▶ _Exercise brief_
Starting from the first line, transcribe the whole listing exactly.

▶ _Material for the task_
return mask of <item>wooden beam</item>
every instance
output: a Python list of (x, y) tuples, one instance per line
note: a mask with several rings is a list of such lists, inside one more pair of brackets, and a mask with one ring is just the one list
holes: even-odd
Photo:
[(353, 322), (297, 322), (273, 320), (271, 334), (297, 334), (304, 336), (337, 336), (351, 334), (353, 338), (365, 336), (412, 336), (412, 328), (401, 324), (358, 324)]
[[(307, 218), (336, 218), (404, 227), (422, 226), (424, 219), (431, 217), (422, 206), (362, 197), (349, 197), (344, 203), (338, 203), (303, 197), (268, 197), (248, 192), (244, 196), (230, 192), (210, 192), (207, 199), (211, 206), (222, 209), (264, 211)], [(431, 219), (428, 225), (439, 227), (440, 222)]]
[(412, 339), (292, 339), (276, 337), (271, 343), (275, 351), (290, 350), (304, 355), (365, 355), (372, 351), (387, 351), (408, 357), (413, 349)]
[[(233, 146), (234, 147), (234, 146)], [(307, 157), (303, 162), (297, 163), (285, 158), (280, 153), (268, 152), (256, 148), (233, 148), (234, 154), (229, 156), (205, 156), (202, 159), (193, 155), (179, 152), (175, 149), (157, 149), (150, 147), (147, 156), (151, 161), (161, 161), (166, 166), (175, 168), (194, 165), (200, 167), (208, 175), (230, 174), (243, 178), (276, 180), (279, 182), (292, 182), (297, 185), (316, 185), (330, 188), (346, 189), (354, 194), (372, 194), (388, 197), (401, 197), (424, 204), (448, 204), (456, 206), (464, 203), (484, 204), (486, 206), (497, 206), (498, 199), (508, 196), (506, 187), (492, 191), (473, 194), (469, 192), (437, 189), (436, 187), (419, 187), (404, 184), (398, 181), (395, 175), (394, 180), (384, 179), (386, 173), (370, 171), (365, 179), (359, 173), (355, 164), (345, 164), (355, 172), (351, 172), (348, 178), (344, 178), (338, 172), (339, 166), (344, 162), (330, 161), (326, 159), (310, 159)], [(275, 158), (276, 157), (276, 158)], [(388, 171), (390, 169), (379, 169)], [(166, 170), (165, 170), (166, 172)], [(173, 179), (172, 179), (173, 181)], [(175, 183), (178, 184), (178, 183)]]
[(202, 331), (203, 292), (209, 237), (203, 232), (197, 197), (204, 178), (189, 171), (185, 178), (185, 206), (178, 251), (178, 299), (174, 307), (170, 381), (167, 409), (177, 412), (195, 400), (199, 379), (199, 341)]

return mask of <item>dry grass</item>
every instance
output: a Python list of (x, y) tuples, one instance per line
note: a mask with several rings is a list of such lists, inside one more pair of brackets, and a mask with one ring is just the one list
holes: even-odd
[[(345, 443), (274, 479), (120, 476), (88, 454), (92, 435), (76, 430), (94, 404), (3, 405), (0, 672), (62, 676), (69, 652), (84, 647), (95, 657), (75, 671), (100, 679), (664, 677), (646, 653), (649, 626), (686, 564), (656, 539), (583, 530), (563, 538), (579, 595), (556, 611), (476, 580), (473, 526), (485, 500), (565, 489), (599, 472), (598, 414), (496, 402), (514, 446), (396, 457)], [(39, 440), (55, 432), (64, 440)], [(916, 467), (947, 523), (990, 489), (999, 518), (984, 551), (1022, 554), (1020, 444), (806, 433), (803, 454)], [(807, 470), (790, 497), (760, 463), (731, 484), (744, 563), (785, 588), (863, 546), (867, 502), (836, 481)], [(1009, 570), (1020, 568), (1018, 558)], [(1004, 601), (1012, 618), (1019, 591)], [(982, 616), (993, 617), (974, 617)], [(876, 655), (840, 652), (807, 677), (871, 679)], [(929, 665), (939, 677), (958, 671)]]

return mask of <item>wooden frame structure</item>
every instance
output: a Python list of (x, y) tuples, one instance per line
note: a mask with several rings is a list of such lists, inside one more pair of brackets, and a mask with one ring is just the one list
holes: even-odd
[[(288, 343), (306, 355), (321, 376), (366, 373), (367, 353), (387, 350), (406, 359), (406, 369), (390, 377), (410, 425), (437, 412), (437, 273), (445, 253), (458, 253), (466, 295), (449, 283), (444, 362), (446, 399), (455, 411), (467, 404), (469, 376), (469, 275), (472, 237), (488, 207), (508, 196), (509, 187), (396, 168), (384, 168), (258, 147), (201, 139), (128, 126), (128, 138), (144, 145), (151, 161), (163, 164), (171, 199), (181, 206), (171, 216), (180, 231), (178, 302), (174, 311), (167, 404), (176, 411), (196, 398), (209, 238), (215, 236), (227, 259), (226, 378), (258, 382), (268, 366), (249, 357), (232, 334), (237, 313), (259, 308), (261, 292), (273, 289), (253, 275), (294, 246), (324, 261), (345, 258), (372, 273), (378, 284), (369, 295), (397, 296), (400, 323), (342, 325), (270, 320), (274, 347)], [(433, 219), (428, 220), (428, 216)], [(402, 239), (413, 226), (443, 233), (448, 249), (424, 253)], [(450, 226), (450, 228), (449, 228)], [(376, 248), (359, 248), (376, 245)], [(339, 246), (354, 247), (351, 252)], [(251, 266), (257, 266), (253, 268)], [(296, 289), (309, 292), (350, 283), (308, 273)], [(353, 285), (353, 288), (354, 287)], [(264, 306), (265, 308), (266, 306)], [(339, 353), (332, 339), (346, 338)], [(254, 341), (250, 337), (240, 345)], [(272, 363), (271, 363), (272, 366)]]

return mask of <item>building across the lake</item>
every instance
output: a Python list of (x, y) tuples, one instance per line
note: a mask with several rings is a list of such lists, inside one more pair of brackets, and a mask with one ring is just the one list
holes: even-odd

▶ _Answer box_
return mask of <item>wooden beam</item>
every instance
output: a Python list of (x, y) tuples, one instance per line
note: a mask with several rings is a list of such lists, inside one more pair of brackets, and a mask with one ring is just the one list
holes: even-odd
Photo:
[(353, 322), (297, 322), (273, 320), (271, 334), (297, 334), (304, 336), (337, 336), (351, 334), (353, 338), (365, 336), (412, 336), (412, 328), (401, 324), (358, 324)]
[[(307, 218), (336, 218), (404, 227), (422, 226), (424, 219), (431, 217), (422, 206), (362, 197), (349, 197), (344, 203), (338, 203), (303, 197), (268, 197), (248, 192), (244, 196), (230, 192), (210, 192), (207, 199), (211, 206), (222, 209), (264, 211)], [(431, 219), (428, 225), (439, 227), (440, 222)]]
[(412, 339), (292, 339), (276, 337), (271, 343), (275, 351), (290, 350), (304, 355), (365, 355), (372, 351), (387, 351), (408, 357), (413, 349)]
[[(233, 146), (234, 147), (234, 146)], [(307, 157), (303, 162), (297, 163), (285, 158), (280, 153), (268, 152), (256, 148), (233, 148), (234, 154), (229, 156), (205, 156), (202, 159), (193, 155), (179, 152), (175, 149), (157, 149), (150, 147), (147, 156), (151, 161), (161, 161), (166, 166), (175, 168), (194, 165), (200, 167), (208, 175), (230, 174), (243, 178), (276, 180), (279, 182), (292, 182), (297, 185), (316, 185), (330, 188), (346, 189), (354, 194), (372, 194), (388, 197), (401, 197), (424, 204), (448, 204), (456, 206), (464, 203), (484, 204), (486, 206), (497, 206), (498, 199), (508, 196), (506, 187), (492, 191), (473, 194), (469, 192), (437, 189), (436, 187), (419, 187), (404, 184), (398, 181), (395, 175), (394, 180), (384, 179), (386, 173), (370, 171), (365, 179), (359, 173), (355, 164), (345, 164), (355, 172), (351, 172), (348, 178), (344, 178), (338, 172), (339, 166), (344, 162), (330, 161), (326, 159), (310, 159)], [(275, 158), (276, 157), (276, 158)], [(388, 171), (390, 169), (379, 169)], [(166, 170), (165, 170), (166, 172)], [(173, 179), (172, 179), (173, 181)], [(175, 183), (178, 184), (178, 183)]]
[(202, 331), (203, 292), (209, 237), (203, 232), (197, 197), (204, 178), (189, 171), (185, 178), (185, 206), (178, 251), (178, 299), (174, 307), (170, 381), (167, 409), (177, 412), (195, 400), (199, 379), (199, 341)]

return mask of <item>dry grass</item>
every instance
output: a Python list of (x, y) tuples, one instance per line
note: a mask with several rings is a list of such lists, inside one more pair of brackets, and a mask with one ring is just the one list
holes: even-odd
[[(345, 443), (274, 479), (120, 476), (88, 454), (92, 435), (76, 430), (94, 404), (3, 405), (0, 672), (62, 676), (69, 652), (84, 647), (95, 657), (75, 671), (100, 679), (664, 677), (646, 653), (649, 626), (686, 564), (656, 539), (583, 530), (563, 538), (579, 595), (556, 611), (476, 580), (473, 526), (485, 500), (565, 489), (599, 472), (598, 414), (496, 402), (514, 446), (396, 457)], [(39, 440), (55, 432), (64, 440)], [(916, 467), (947, 523), (990, 489), (999, 518), (984, 551), (1022, 554), (1020, 444), (806, 433), (803, 454)], [(807, 470), (790, 497), (760, 463), (731, 484), (744, 563), (785, 588), (863, 546), (867, 502), (836, 481)], [(1009, 570), (1020, 568), (1018, 558)], [(1004, 601), (1012, 618), (1019, 591)], [(982, 616), (993, 617), (974, 617)], [(876, 655), (840, 652), (807, 677), (871, 679)], [(929, 665), (939, 677), (958, 671)]]

return mask of <item>wooden frame structure</item>
every instance
output: a Python list of (x, y) tuples, one instance per line
note: a mask with several rings is a list of such lists, inside one more pair of brackets, and a mask with one ring is just the one list
holes: even-odd
[[(288, 343), (306, 355), (321, 376), (366, 373), (367, 353), (387, 350), (406, 359), (406, 369), (390, 377), (410, 425), (437, 412), (437, 273), (445, 253), (458, 253), (466, 295), (449, 283), (444, 362), (446, 399), (455, 411), (467, 404), (469, 376), (469, 275), (472, 237), (488, 207), (508, 196), (509, 187), (396, 168), (384, 168), (258, 147), (201, 139), (128, 126), (128, 138), (144, 145), (151, 161), (163, 164), (171, 199), (181, 206), (171, 216), (180, 231), (178, 302), (174, 311), (167, 404), (176, 411), (196, 398), (209, 238), (215, 236), (227, 259), (226, 378), (258, 382), (268, 366), (249, 357), (232, 334), (237, 313), (259, 308), (261, 292), (273, 289), (253, 275), (294, 246), (324, 261), (345, 258), (372, 273), (378, 284), (369, 295), (397, 296), (400, 323), (342, 325), (270, 320), (274, 347)], [(433, 219), (428, 220), (428, 216)], [(402, 239), (413, 226), (443, 233), (448, 249), (424, 253)], [(450, 226), (450, 228), (449, 228)], [(376, 248), (359, 248), (376, 245)], [(339, 246), (354, 247), (351, 252)], [(251, 266), (257, 266), (253, 268)], [(296, 289), (309, 292), (350, 283), (308, 273)], [(353, 285), (353, 288), (354, 287)], [(264, 306), (265, 308), (266, 306)], [(339, 353), (332, 339), (346, 338)], [(254, 341), (250, 337), (240, 345)], [(272, 363), (271, 363), (272, 366)]]

return mask of <item>building across the lake</item>
every instance
output: a Python list of (x, y) tuples, one instance per line
note: a mask with several rings is a list of such lists, inside one more pair of brackets, and a mask with one ring is just the one list
holes: even-odd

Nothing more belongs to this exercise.